* BEGIN Information supplied *

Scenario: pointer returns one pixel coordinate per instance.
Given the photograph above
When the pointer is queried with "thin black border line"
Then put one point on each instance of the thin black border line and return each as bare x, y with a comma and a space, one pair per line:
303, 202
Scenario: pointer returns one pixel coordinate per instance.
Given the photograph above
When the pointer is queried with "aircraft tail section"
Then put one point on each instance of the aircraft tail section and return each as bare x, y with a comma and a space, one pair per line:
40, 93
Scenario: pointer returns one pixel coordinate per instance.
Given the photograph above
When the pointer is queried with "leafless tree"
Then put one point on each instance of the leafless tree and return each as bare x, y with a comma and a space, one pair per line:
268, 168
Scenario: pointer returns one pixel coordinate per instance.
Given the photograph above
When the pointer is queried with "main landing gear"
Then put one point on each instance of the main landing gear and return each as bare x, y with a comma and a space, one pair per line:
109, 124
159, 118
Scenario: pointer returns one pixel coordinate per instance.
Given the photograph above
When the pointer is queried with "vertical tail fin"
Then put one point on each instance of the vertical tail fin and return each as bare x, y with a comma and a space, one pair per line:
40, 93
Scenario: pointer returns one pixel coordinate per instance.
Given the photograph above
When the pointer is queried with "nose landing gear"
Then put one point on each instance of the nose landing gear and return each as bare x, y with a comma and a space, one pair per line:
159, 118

* END Information supplied *

**Objective**: Working from the material above, retype it in its entirety without change.

**Problem solution**:
Scenario: pointer returns one pixel coordinate per instance.
Given the photograph above
When the pointer is queried with "thin black border line"
Then put one point on each instance of the thin black border line and return each as bare x, y with a comma and a space, one pair per line:
303, 202
Scenario: pointer returns one pixel coordinate per instance.
Given the photograph above
When the pointer is queried with "aircraft tail section"
Then put one point on each instance of the aircraft tail section and return each as bare x, y with a comma and a space, one pair per line:
40, 93
Scenario: pointer returns one pixel coordinate per instance.
Given the photograph above
When the pointer is queried with "leafless tree"
Then put one point on each instance of the leafless tree and return each as bare x, y with a comma and a space, one pair per line:
268, 168
Scenario: pointer returns one pixel coordinate per instance.
Given the photograph above
When the pointer is queried with "main landing gear"
Then put one point on each instance of the main landing gear and return each as bare x, y with a comma and a space, one pair per line:
109, 124
159, 118
Scenario: pointer returns one pixel coordinate per instance.
Given the photograph above
When the pointer is queried with "vertical tail fin"
Then put one point on each instance of the vertical tail fin and return each as bare x, y with a comma and a space, one pair per line:
40, 93
Scenario: pointer returns one pixel coordinate per instance.
Given the photograph above
When the pointer is queried with "nose landing gear"
Then put one point on each instance of the nose landing gear and return each as bare x, y with a comma and a space, one pair per line:
159, 118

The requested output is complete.